Records
┄┄┄┄┄┄

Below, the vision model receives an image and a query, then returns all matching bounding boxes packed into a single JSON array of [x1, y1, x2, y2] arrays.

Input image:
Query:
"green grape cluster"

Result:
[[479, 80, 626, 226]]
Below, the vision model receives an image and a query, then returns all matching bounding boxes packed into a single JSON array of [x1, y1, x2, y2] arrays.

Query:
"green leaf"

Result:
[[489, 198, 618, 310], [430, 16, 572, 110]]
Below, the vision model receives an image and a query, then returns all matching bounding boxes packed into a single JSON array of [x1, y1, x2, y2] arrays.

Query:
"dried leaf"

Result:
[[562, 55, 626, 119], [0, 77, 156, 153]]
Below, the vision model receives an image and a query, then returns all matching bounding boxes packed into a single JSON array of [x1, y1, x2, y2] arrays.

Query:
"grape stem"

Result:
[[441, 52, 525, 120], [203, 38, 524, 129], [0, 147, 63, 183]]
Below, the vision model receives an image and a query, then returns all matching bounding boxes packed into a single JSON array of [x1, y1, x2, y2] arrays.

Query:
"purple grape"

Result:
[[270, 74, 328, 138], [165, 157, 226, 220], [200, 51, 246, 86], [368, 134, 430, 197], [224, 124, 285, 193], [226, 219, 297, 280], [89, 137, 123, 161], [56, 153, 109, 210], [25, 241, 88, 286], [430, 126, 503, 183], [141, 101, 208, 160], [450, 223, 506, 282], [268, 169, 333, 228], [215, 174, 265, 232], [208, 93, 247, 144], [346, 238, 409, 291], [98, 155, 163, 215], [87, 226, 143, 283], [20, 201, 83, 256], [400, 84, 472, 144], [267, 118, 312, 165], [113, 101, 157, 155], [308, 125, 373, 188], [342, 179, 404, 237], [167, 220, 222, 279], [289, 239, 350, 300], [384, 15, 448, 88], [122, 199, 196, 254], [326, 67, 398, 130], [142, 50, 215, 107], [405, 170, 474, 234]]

┄┄┄┄┄┄

• [Exercise]
State how many lines in the data above contain the string "grape". Case counts, and the reply should be the number alone.

• [Answer below]
3